> [Exercise description]
Reproduce each line of the material precisely.

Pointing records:
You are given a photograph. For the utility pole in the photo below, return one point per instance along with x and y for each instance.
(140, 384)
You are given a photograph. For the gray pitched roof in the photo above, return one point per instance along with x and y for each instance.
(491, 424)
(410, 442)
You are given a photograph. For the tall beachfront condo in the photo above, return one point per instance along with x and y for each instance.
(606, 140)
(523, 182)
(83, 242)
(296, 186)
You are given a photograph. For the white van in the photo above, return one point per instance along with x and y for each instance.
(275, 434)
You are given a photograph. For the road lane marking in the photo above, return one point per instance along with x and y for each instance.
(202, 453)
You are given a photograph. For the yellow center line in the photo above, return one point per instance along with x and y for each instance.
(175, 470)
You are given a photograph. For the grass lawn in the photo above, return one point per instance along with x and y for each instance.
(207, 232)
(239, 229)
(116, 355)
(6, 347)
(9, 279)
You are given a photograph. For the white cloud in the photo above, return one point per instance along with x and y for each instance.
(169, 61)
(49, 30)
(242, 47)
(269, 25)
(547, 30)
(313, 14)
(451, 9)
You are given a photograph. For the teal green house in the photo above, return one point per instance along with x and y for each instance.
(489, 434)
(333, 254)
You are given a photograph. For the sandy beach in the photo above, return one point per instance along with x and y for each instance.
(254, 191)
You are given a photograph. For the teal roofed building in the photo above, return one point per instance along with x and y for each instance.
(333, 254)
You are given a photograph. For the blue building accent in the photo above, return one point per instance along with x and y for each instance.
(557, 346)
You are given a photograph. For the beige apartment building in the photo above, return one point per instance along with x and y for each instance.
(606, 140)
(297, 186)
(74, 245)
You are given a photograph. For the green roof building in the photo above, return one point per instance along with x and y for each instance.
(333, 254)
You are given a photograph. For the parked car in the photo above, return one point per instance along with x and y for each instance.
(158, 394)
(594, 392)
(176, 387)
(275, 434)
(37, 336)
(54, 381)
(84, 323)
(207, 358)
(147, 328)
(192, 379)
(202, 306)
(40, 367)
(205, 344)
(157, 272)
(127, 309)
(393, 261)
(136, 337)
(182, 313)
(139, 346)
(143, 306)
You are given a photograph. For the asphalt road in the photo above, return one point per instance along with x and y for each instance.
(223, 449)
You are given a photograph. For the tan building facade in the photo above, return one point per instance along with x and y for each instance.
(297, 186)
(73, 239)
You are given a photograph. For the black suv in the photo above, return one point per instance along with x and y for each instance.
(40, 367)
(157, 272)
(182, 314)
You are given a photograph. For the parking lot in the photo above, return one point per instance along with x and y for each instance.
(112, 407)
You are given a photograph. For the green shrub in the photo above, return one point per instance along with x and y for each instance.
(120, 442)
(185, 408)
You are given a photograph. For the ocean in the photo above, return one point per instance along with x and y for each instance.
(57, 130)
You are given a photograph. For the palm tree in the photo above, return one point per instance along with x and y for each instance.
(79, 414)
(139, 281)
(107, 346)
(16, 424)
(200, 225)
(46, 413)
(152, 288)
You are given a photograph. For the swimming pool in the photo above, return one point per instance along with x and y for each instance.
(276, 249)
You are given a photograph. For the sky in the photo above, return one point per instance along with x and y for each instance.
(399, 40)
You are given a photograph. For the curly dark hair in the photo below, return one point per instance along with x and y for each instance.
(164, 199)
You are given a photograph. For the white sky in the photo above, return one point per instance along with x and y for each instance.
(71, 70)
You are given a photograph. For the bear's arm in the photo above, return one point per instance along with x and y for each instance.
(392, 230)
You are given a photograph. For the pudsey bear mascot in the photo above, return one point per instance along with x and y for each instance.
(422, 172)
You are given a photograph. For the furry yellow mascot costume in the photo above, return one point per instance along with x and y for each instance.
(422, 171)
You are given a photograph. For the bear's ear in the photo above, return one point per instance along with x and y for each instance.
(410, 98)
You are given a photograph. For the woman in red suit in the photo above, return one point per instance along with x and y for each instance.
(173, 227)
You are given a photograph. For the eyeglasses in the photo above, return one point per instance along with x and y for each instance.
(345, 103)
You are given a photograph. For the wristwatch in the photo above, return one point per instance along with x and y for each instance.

> [Response]
You are given a photograph. For the utility pole in the photo below, return one point per instance along with x and y for each instance.
(140, 384)
You are given a photograph. For the gray pitched roof in the photo above, return one point per instance along with x and y for each instance.
(491, 424)
(410, 442)
You are given a photograph. For the tall beachfront condo in the photo above, return one point per instance along with x and y for each instance.
(606, 140)
(523, 182)
(83, 242)
(296, 186)
You are given a photograph. For the white van in the photo above, return one point per instance along with x and y for each instance.
(275, 434)
You are given a photograph. For the road lane marking in the photo above, return one point per instance along with x and y for each instance.
(202, 453)
You are given a photograph. For the yellow center line in the photo above, return one point per instance along with x and y for each instance.
(175, 470)
You are given a photograph. For the grass lawn in the photo above, return one point per instance along with x and y for each instance.
(207, 232)
(239, 229)
(116, 355)
(6, 347)
(9, 279)
You are given a photograph. For the white cloud in the photo above, return one point per instance along with x and y for each instance.
(169, 61)
(49, 30)
(242, 47)
(269, 25)
(547, 30)
(313, 14)
(451, 9)
You are given a photograph. For the teal green house in the photo above, return one point per instance along with x and y for each instance.
(489, 434)
(333, 254)
You are given a photograph. For the sandy beach in the photo above, return one point per instance along with x and y for each instance.
(254, 191)
You are given a photograph. For the teal roofed building in the photo above, return one point per instance along with x and y for each instance.
(333, 254)
You are given a photograph. For the blue building accent in the photo above, return one point per instance along with x and y for each instance.
(557, 346)
You are given a photograph. For the beige apartment building in the photo above, return one point per instance along with x and y for each instance.
(606, 140)
(297, 186)
(74, 245)
You are given a photograph. For the green roof building in the photo above, return one point per instance along with x and y for each instance.
(333, 254)
You are given a photograph. For the parked car in the photo above, return one point per instance along with x and y for each instance.
(158, 394)
(594, 392)
(176, 387)
(275, 434)
(37, 336)
(54, 381)
(84, 323)
(207, 358)
(147, 328)
(192, 379)
(202, 306)
(40, 367)
(205, 344)
(157, 272)
(127, 309)
(393, 261)
(136, 337)
(182, 313)
(139, 346)
(143, 306)
You are given a photograph. For the asphalt road in the photo above, return one point per instance along with x and y for each instance.
(223, 449)
You are given a photograph. For the tan building facade in the photo above, return one point per instance along with x and y for each instance.
(297, 186)
(73, 239)
You are given a photograph. For the black suv in the photo above, return one point per instance along with x and y for each instance.
(40, 367)
(157, 272)
(182, 314)
You are given a photograph. For the parking lot in the photo above, return one point per instance along with x and y for each instance.
(112, 407)
You are given a photograph. For the green shrub in the photo above, return one point per instance along with x and y for each instance.
(120, 442)
(185, 408)
You are given a photograph. For the ocean in the photo above, return one point per instance along with x and y for each instance.
(57, 130)
You are given a photograph. For the palm tree in the photo above, return one point per instance along with x and y for each instance.
(79, 414)
(139, 281)
(107, 346)
(16, 424)
(200, 225)
(46, 413)
(152, 288)
You are given a photograph. For the swimming pool in the photo above, return one point per instance along with x and y for each instance.
(276, 249)
You are given a photograph. For the sky in the photo above, return one point per instance along with x and y for each instance.
(399, 40)
You are given a photograph. For the curly dark hair in the photo below, return one point per instance along with x and y for each instance.
(164, 199)
You are given a photograph. For the white sky in the photo above, return one point per instance along with x and y for each instance.
(71, 70)
You are given a photograph. For the bear's arm in the photo above, return one point per instance along with x and y for each instance.
(392, 230)
You are given a photograph. For the pudsey bear mascot in the photo above, return one point per instance along with x and y for each instance.
(422, 172)
You are given a photograph. For the furry yellow mascot costume in the photo above, return one point per instance along with x and y for each instance.
(422, 171)
You are given a photograph. For the bear's ear in the photo above, return one point per instance along with x and y for each instance.
(410, 98)
You are given a photograph. For the woman in red suit in the photo above, return one point per instance along with x and y for each instance.
(173, 227)
You are given a photograph. For the eyeglasses in the photo above, return one point per instance along with x and y for each instance.
(345, 103)
You are given a photograph. For the wristwatch in the photo above, return one point per instance along with x and y for each instance.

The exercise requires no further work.